===== SELECTED EXTRACT =====
As for Ruby and threading, if you're using 1.8.7 (which most people use because of gem support) it's not actually system threads. You won't benefit from multi core processors and such. I believe 1.9 now has true system level threading support, so that opens up new possibilities.

Regardless, I've threaded apps in Ruby and it's worked just fine. I used a thread pool, so basically I had a job queue with 20 workers, and flew through shit pretty well. You just can't get that that easily with PHP. The code for what I'm talking about is on here somewhere in the dev section, it's a Ruby rankings tracker, so if you're interested, you can play around with it a bit.
 
Another option you can pursue, and this comes from Seocracy not me, is to scrape and store the pages in a db, then run through everything again with a separate script to parse and process.

Using the file system would be faster, since Disk IO will generally outperform MySQL in this case (since MySQL is only being used as data storage). Using memcached would be the best solution if anyone takes this route.

Might save you some headaches.
=====
REQUIRED WORK:
**A)** Check each statement against the Ruby threading post. Answer yes or no, and quote the exact words that decide it. (i) Ruby 1.8.7 uses true system threads. (ii) The author's thread pool had 20 workers. (iii) MySQL will generally outperform the file system in this case.
**B)** Translate this sentence from the Ruby threading post into Spanish: "Using memcached would be the best solution if anyone takes this route."
**C)** Carry on the Ruby threading post from its last sentence.
These rows have no connection to the Ruby threading post.
===== DATA LISTING =====
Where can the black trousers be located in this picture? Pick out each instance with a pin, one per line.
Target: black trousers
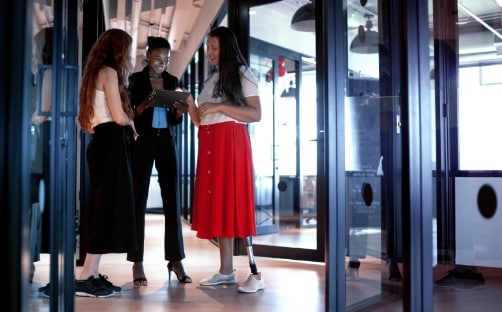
(157, 146)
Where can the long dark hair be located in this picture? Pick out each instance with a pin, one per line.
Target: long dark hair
(231, 59)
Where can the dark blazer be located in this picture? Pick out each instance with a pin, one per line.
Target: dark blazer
(139, 88)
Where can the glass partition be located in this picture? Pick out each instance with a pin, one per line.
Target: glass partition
(285, 140)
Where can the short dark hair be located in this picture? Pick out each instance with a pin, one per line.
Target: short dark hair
(158, 43)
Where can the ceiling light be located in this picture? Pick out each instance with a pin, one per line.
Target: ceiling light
(366, 40)
(304, 18)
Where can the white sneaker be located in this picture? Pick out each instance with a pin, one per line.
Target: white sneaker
(252, 284)
(219, 279)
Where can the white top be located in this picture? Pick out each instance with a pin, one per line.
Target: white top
(101, 111)
(249, 88)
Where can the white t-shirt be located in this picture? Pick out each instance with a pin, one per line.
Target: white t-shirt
(249, 88)
(101, 112)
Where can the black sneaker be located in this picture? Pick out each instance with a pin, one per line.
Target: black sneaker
(103, 279)
(92, 287)
(44, 291)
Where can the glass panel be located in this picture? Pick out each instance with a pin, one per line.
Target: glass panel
(285, 140)
(263, 148)
(468, 227)
(41, 120)
(372, 163)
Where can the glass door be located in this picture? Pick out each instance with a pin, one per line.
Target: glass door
(285, 140)
(53, 130)
(373, 159)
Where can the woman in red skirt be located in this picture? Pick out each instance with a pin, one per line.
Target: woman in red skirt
(224, 205)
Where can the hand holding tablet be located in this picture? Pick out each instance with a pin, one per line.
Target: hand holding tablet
(167, 98)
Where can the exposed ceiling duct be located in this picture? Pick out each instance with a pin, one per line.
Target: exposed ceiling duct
(304, 18)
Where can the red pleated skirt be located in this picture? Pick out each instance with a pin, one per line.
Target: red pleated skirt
(224, 184)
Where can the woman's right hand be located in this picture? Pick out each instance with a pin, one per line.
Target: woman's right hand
(148, 102)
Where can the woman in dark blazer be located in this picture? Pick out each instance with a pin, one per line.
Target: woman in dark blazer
(156, 127)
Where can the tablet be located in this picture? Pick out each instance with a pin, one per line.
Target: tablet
(166, 98)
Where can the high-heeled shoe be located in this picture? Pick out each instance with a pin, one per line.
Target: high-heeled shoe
(138, 274)
(177, 268)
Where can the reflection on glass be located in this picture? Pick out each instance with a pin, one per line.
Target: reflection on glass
(285, 140)
(40, 129)
(371, 164)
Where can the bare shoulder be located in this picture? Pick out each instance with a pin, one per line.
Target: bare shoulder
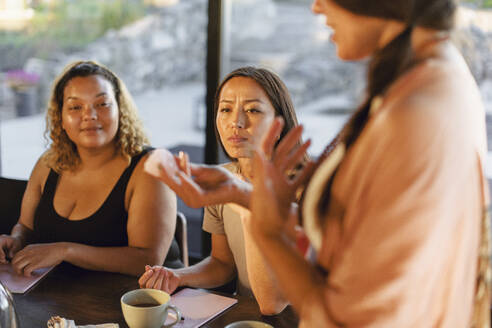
(39, 174)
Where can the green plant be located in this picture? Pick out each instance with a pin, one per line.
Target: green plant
(68, 26)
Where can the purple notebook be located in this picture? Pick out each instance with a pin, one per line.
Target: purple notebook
(18, 284)
(198, 306)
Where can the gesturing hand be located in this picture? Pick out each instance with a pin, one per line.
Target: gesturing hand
(158, 277)
(274, 192)
(38, 256)
(197, 185)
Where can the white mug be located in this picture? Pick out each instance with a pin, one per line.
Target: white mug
(147, 308)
=====
RESULTS BY TASK:
**A)** (i) No: "it's not actually system threads." (ii) Yes: "I had a job queue with 20 workers" (iii) No: "Disk IO will generally outperform MySQL in this case"

**B)** Usar memcached sería la mejor solución si alguien toma este camino.

**C)**
Thanks, but I probably wasn't clear. I have a habit of saying things and giving people the wrong idea. :)

What I meant was Gearman can be a PITA, but for what I need the initial increase in development time is offset by the ease of scaling. The benefits outweigh the drawbacks.

With Gearman I can go from 100 queries to 100 million as simply as adding more servers and copying files to them. No other solution can offer this kind of dynamic scaling with this level of ease.

You just can't get that that easily with PHP.

True, thats why I use Gearman. :)
 
If you're interested in web scraping with performance in mind, take a look at some non-blocking python frameworks like Twisted. Their HTTP client is a little weak, but their framework is great for other protocols. I personally use a modified (for proxy support, user agent switching, cookie handling, etc.) version of Tornado's AsyncHTTPClient for most of my tools. If anyone's interested let me know and I'll give you my GitHub URL.
 
If you're interested in web scraping with performance in mind, take a look at some non-blocking python frameworks like Twisted. Their HTTP client is a little weak, but their framework is great for other protocols. I personally use a modified (for proxy support, user agent switching, cookie handling, etc.) version of Tornado's AsyncHTTPClient for most of my tools. If anyone's interested let me know and I'll give you my GitHub URL.
But if you're gonna use twisted and python for scraping, why not just use Scrapy ?